* Exercise *
Show every line of the records below that contains the word "hand".

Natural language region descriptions
--

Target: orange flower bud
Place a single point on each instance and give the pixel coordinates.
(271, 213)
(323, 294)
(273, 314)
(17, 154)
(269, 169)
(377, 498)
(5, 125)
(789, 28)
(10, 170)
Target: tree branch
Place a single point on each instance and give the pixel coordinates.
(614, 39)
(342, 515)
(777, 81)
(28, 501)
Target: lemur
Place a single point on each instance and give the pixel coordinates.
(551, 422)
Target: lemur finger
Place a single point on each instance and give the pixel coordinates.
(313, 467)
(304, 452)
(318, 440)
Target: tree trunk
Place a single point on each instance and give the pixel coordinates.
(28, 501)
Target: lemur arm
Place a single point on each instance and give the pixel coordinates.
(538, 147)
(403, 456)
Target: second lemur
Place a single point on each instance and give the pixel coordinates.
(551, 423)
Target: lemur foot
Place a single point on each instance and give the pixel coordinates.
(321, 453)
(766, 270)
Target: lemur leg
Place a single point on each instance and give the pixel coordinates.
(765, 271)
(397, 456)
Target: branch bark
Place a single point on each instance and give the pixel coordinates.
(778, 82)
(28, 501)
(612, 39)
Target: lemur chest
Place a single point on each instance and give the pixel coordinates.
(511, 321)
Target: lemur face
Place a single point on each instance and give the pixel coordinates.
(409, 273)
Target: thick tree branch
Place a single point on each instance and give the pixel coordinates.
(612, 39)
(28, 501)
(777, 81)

--

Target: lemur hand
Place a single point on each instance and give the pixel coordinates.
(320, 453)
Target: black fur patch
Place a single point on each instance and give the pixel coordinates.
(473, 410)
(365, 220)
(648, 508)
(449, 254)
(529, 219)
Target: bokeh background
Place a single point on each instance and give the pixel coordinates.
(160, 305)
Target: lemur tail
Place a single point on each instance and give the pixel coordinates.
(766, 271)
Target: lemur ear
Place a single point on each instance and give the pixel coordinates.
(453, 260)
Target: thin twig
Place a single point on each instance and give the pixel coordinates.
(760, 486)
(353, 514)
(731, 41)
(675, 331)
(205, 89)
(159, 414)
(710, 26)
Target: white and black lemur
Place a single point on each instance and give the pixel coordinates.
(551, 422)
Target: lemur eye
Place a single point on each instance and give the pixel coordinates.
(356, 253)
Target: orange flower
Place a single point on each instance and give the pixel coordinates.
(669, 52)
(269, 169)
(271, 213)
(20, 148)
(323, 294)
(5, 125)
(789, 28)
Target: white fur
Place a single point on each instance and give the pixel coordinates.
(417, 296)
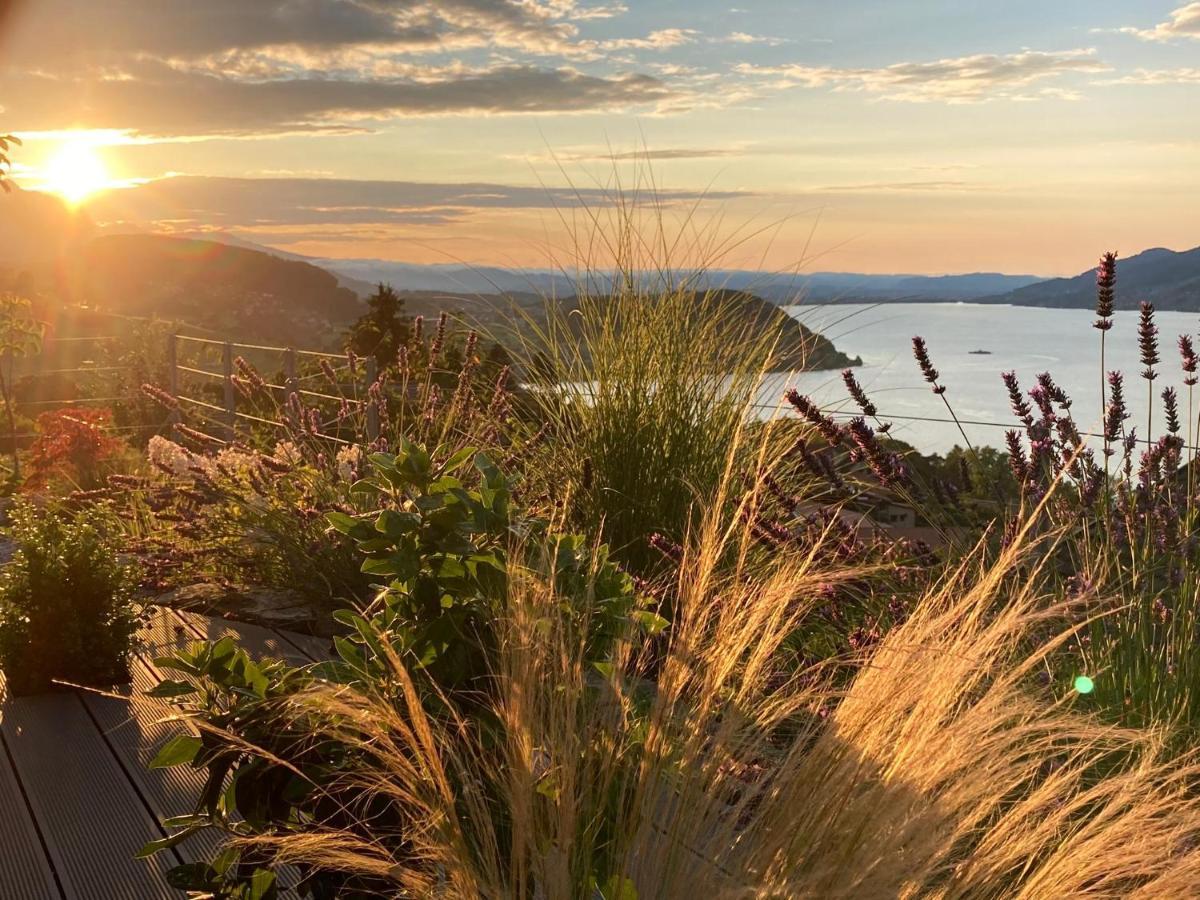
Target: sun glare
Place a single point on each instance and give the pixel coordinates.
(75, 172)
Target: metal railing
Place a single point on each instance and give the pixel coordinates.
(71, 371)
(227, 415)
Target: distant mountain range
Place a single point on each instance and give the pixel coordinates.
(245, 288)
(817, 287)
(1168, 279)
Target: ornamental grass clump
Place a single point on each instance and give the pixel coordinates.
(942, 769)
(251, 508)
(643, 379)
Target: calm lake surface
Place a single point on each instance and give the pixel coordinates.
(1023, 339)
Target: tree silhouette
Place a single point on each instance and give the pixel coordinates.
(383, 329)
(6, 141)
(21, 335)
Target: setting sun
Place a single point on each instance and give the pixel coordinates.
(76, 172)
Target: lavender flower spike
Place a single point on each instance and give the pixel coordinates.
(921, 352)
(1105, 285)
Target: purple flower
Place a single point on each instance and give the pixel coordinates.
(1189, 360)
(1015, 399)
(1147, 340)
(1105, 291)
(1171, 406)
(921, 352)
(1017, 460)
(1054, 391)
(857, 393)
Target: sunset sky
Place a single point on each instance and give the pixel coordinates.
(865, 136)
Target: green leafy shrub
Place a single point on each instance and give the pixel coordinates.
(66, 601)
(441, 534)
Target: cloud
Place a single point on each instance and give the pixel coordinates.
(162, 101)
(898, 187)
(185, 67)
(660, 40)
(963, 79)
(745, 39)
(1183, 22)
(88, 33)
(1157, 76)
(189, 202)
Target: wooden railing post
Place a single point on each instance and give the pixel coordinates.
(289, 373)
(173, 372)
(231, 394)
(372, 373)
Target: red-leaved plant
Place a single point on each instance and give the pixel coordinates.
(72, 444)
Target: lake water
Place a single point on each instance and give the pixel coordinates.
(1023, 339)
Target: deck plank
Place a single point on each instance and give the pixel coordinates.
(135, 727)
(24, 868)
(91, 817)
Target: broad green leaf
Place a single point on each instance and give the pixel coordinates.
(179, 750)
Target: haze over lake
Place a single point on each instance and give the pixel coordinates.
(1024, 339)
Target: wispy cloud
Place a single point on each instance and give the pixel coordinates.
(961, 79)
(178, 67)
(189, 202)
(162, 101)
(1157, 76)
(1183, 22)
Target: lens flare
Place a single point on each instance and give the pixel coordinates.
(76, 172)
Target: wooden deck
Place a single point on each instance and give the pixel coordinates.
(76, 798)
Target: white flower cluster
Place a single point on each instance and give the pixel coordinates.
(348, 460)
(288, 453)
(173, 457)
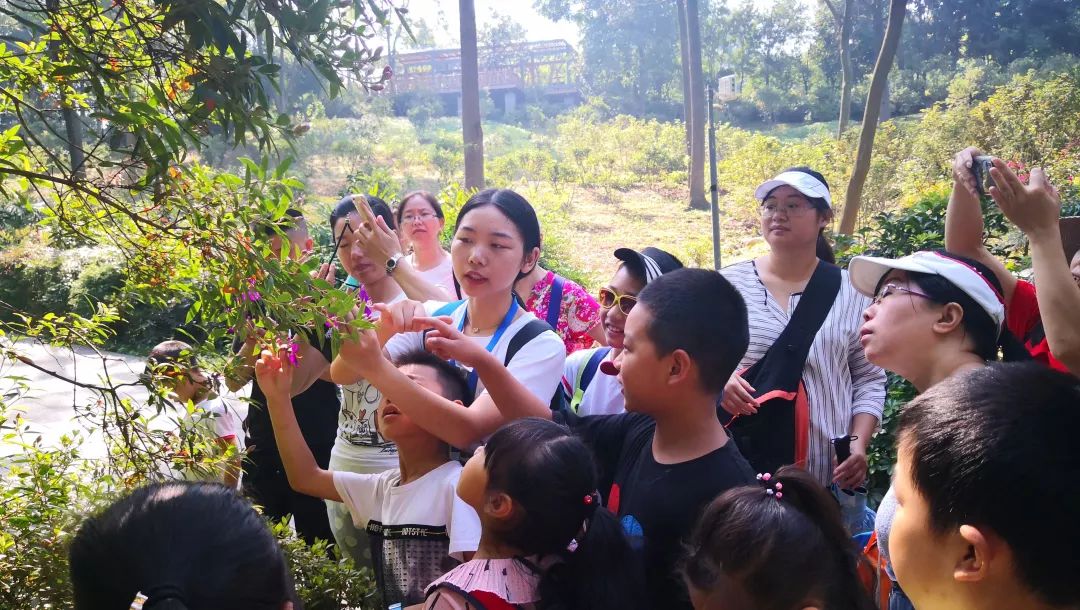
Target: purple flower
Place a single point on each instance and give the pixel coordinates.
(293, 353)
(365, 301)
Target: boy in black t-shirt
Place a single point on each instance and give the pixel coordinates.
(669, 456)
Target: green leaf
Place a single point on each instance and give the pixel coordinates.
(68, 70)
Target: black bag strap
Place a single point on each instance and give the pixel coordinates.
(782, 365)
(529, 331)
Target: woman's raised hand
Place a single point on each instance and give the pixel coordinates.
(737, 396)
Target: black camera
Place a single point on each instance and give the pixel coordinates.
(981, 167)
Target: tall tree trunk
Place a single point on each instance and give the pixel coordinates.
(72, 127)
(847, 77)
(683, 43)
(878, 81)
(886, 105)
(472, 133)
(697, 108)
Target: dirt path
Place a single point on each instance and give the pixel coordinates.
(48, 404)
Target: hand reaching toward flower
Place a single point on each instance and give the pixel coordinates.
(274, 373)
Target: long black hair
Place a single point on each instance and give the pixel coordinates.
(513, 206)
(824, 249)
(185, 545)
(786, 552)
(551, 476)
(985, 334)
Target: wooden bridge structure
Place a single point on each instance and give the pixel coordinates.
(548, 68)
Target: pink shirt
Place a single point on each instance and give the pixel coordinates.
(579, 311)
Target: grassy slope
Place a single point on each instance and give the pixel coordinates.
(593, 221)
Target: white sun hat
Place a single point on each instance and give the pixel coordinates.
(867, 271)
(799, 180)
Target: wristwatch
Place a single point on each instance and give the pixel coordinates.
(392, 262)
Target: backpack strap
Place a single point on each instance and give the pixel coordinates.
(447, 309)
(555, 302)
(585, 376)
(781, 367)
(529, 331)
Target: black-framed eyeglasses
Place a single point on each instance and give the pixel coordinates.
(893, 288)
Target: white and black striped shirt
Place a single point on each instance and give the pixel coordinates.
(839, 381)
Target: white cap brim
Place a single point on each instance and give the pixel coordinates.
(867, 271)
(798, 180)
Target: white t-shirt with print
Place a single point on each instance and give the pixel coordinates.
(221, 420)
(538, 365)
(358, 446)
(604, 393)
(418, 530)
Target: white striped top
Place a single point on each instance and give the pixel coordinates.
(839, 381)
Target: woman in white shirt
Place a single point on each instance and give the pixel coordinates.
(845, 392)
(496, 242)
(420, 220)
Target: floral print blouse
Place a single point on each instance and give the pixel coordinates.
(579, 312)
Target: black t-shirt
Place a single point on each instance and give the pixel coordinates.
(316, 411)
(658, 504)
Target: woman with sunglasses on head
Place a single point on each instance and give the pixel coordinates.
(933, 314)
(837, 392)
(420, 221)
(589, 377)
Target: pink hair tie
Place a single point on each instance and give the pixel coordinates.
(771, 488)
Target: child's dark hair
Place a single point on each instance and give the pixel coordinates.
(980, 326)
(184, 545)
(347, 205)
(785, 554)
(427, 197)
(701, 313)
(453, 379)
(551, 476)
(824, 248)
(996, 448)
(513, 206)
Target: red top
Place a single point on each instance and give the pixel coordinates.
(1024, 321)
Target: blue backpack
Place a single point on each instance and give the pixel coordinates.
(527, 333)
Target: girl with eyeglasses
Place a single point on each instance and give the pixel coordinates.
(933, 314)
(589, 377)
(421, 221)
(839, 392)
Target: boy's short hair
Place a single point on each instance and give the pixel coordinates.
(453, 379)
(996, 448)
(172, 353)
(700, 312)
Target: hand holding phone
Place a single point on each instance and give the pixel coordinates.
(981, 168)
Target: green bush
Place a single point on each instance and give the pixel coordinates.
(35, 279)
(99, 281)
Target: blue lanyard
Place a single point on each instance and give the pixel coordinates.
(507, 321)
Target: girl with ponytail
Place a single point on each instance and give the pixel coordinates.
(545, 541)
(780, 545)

--

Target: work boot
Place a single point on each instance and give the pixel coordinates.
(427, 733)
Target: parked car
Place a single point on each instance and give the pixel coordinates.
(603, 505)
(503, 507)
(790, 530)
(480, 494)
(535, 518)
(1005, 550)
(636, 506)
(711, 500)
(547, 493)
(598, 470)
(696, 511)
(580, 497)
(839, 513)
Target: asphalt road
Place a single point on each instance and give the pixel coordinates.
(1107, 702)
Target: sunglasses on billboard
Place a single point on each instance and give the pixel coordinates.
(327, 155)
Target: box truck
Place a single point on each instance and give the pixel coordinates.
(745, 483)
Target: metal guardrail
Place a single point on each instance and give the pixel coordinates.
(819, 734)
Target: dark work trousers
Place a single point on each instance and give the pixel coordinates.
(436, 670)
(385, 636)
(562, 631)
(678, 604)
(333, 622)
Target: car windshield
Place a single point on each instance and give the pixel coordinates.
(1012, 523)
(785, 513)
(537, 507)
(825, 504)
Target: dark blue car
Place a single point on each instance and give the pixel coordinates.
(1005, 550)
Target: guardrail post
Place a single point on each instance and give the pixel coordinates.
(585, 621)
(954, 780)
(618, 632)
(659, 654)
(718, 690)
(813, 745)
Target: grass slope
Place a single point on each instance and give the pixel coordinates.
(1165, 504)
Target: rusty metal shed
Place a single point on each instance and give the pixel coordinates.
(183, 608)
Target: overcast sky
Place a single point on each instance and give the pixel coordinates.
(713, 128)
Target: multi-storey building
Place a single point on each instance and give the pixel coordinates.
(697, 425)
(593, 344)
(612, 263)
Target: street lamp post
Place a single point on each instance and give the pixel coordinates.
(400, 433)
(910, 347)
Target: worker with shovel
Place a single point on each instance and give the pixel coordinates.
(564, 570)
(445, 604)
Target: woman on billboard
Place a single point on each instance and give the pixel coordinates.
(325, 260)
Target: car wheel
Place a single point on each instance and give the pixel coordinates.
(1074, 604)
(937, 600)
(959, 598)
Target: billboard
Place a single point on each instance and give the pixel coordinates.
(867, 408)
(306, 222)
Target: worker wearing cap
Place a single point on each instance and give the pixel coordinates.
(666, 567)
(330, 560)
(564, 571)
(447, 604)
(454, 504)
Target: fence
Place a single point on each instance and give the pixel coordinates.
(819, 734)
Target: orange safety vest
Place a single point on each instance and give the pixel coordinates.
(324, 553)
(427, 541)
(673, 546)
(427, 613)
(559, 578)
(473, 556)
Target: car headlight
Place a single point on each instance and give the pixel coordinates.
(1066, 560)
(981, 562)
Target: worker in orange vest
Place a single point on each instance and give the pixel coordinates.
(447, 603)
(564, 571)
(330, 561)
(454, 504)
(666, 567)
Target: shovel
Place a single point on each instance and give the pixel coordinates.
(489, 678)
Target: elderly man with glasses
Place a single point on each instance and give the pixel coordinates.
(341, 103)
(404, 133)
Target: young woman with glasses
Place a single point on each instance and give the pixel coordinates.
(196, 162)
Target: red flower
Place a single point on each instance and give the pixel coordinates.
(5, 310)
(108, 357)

--

* Completed task *
Target: lemur hand
Target: woman's raised hand
Target: hand reaching toward flower
Target: hand holding phone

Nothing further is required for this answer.